→ Given request: In the text on quartz pores in the Naxos shear bands, write out the passage from "Hidden Cavities Deep" to "where earthquakes start." word for word.

→ Document excerpt:
-*-

Quartz porosity in amorphous SiO2 of granitic shear bands

Hidden Cavities Deep Beneath Our Feet

Far below Earth’s surface, in rocks that flow slowly over millions of years, tiny empty spaces can quietly change how the crust breaks, moves and channels fluids. This study looks inside quartz-rich rocks from the Greek island of Naxos and shows that countless microscopic pores form not by simple chemical “dissolving,” as long believed, but through a more surprising pathway: stress turning parts of quartz into a glassy, amorphous state that later releases trapped fluid. These hidden cavities could help control everything from how ore deposits concentrate to how and where earthquakes start.

Tiny Voids in a Solid Stone World

Geologists have known for more than a century that deformed quartz-rich rocks often contain micrometer- to nanometer-sized pores, many with sharp, pyramidal outlines. These rocks come from shear zones in the middle and lower crust, where temperatures are high enough for rock to deform like warm plastic rather than shatter like cold glass. The pores, perched along quartz grain boundaries and within subtle internal “substructures,” act as micro-plumbing: they host fluids, influence rock strength and may focus the movement of metals. Until now, most scientists assumed these pores were etched out by reactive fluids dissolving quartz along dislocation trails—tiny defects in the crystal lattice—during deformation.

A Natural Laboratory in the Aegean

The authors turned to a natural experiment: a Miocene granite on western Naxos, Greece, deformed beneath a major extensional fault known as the central Cycladic detachment. As the granite was exhumed from several kilometers depth, it cooled from near-melting temperatures to around 350 °C while being sheared. This history produced bands of nearly pure quartz that flowed and recrystallized, recording a progression from vigorous grain-boundary migration to rotation of smaller subgrains, with grain-boundary sliding also accommodating strain. These quartz-rich shear bands are riddled with pores of various shapes and sizes, making them an ideal place to test how such porosity forms in nature.

-*-

→ Items:
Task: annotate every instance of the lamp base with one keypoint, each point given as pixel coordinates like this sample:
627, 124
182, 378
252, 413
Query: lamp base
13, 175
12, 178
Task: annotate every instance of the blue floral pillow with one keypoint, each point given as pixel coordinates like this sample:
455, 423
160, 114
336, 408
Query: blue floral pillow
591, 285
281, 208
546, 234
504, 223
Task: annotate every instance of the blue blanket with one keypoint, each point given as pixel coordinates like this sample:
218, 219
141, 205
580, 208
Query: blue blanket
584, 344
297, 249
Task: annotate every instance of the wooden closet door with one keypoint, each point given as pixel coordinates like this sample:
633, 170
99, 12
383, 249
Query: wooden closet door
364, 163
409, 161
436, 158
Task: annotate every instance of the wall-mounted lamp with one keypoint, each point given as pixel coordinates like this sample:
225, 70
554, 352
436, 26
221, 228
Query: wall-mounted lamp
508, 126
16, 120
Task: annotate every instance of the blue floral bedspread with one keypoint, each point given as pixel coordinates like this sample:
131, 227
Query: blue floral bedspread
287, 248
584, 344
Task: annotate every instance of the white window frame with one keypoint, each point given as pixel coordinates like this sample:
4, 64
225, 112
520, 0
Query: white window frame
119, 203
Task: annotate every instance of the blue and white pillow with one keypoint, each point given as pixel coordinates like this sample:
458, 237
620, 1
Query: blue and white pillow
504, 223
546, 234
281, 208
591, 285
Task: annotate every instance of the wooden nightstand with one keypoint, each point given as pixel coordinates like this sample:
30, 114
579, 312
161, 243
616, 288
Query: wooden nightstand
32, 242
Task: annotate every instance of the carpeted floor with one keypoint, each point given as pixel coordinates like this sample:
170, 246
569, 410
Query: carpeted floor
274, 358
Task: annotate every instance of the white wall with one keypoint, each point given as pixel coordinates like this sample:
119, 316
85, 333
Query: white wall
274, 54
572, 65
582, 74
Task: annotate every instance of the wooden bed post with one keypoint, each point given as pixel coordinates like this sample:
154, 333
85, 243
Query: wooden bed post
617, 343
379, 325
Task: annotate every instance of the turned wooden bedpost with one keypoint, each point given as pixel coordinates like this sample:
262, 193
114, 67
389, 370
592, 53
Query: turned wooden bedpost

-*-

→ Task answer:
Hidden Cavities Deep Beneath Our Feet

Far below Earth’s surface, in rocks that flow slowly over millions of years, tiny empty spaces can quietly change how the crust breaks, moves and channels fluids. This study looks inside quartz-rich rocks from the Greek island of Naxos and shows that countless microscopic pores form not by simple chemical “dissolving,” as long believed, but through a more surprising pathway: stress turning parts of quartz into a glassy, amorphous state that later releases trapped fluid. These hidden cavities could help control everything from how ore deposits concentrate to how and where earthquakes start.